Task description: Please render the lines of every entry below as a JSON list of strings, one string per line, with blank lines dropped and the pictures left out.

──────── Information supplied ────────

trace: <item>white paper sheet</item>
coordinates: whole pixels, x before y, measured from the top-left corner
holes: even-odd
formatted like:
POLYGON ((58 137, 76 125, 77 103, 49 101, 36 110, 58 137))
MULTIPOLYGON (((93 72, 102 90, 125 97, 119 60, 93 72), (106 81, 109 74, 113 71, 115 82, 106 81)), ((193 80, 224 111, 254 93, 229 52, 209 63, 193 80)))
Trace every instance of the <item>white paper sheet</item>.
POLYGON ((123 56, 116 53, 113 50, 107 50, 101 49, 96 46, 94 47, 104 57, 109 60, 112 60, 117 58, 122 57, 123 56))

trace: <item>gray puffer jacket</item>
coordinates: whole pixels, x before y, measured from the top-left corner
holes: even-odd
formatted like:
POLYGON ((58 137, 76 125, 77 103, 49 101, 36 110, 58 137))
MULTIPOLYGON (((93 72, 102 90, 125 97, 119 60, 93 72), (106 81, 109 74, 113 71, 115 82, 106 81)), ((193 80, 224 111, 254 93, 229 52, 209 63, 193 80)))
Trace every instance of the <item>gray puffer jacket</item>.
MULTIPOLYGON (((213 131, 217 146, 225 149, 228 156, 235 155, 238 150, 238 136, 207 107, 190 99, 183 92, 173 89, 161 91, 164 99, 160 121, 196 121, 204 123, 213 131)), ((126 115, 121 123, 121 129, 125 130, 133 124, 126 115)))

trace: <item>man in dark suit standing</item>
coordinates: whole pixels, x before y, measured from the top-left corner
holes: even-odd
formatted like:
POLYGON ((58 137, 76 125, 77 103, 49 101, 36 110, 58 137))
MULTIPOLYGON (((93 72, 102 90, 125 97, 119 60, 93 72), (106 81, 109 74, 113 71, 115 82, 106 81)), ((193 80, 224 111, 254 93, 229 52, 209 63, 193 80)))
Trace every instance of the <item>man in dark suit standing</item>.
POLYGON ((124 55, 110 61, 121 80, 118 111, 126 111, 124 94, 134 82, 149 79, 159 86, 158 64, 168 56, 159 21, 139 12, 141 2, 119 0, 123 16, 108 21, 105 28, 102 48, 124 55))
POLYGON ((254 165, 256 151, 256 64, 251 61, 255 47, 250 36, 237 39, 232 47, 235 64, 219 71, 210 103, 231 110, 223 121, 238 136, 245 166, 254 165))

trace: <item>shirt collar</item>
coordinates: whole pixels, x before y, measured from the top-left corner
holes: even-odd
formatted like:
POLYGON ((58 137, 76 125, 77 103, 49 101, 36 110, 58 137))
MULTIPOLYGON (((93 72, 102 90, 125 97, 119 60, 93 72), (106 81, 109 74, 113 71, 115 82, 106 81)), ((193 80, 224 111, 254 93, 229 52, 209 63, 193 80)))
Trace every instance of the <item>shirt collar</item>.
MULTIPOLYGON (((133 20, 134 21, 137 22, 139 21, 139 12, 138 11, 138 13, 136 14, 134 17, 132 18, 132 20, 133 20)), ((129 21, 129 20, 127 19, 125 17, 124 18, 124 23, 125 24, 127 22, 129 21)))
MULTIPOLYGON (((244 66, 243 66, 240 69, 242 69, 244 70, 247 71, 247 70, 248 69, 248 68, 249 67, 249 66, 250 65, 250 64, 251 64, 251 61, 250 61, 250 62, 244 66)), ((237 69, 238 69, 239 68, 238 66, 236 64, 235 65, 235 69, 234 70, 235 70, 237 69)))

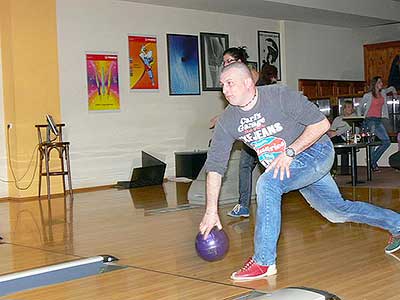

────────

Finished exercise:
[
  "trace: <item>white paper sheet</item>",
  "coordinates: whole pixels, x before y, measured from the top-left corner",
  "holes: even-odd",
  "formatted like:",
  "POLYGON ((58 137, 76 125, 77 103, 49 101, 36 110, 58 137))",
  "MULTIPOLYGON (((93 72, 102 90, 125 97, 119 60, 93 72), (106 81, 109 74, 113 71, 115 82, 106 81)), ((193 80, 224 111, 254 93, 229 52, 209 63, 193 80)))",
  "Trace every instance of the <item>white paper sheet</item>.",
  "POLYGON ((123 56, 116 53, 113 50, 107 50, 101 49, 96 46, 94 47, 104 57, 109 60, 112 60, 117 58, 122 57, 123 56))",
  "trace: <item>gray puffer jacket</item>",
  "coordinates: whole pixels, x before y, measured from the top-left corner",
  "holes: even-odd",
  "formatted like:",
  "POLYGON ((58 137, 76 125, 77 103, 49 101, 36 110, 58 137))",
  "MULTIPOLYGON (((93 72, 102 90, 125 97, 119 60, 93 72), (106 81, 109 74, 113 71, 115 82, 106 81)), ((193 80, 224 111, 254 93, 229 52, 209 63, 193 80)))",
  "Trace every instance of the <item>gray puffer jacket</item>.",
  "MULTIPOLYGON (((213 131, 217 146, 225 149, 228 156, 235 155, 238 150, 238 136, 207 107, 190 99, 183 92, 173 89, 161 91, 164 99, 160 121, 196 121, 204 123, 213 131)), ((126 115, 121 123, 121 129, 125 130, 133 124, 126 115)))",
  "trace: <item>man in dark suit standing</item>",
  "coordinates: whole pixels, x before y, measured from the top-left corner",
  "holes: even-odd",
  "formatted like:",
  "POLYGON ((58 137, 76 125, 77 103, 49 101, 36 110, 58 137))",
  "MULTIPOLYGON (((93 72, 102 90, 125 97, 119 60, 93 72), (106 81, 109 74, 113 71, 115 82, 106 81)), ((193 80, 224 111, 254 93, 229 52, 209 63, 193 80)))",
  "Trace every instance of the <item>man in dark suit standing</item>.",
  "POLYGON ((124 55, 110 61, 121 80, 118 111, 126 111, 124 94, 134 82, 149 79, 159 86, 158 64, 168 56, 159 21, 139 12, 141 2, 119 0, 123 16, 108 21, 105 28, 102 48, 124 55))",
  "POLYGON ((254 165, 256 151, 256 64, 251 61, 255 47, 250 36, 237 39, 232 47, 235 64, 219 71, 210 103, 231 110, 223 121, 238 136, 245 166, 254 165))",
  "trace: <item>shirt collar</item>",
  "coordinates: whole pixels, x before y, measured from the top-left corner",
  "holes: even-odd",
  "formatted like:",
  "POLYGON ((58 137, 76 125, 77 103, 49 101, 36 110, 58 137))",
  "MULTIPOLYGON (((93 72, 102 90, 125 97, 119 60, 93 72), (106 81, 109 74, 113 71, 115 82, 106 81)), ((193 80, 224 111, 254 93, 229 52, 209 63, 193 80)))",
  "Trace every instance of the <item>shirt collar</item>.",
  "MULTIPOLYGON (((133 20, 134 21, 137 22, 139 21, 139 12, 138 11, 138 13, 136 14, 134 17, 132 18, 132 20, 133 20)), ((129 21, 129 20, 127 19, 125 17, 124 18, 124 23, 125 24, 127 22, 129 21)))",
  "MULTIPOLYGON (((244 66, 243 66, 240 69, 242 69, 244 70, 247 71, 247 70, 248 69, 248 68, 249 67, 249 66, 250 65, 250 64, 251 64, 251 61, 250 61, 250 62, 244 66)), ((237 69, 238 69, 239 68, 238 66, 236 64, 235 65, 235 69, 234 70, 235 70, 237 69)))"
]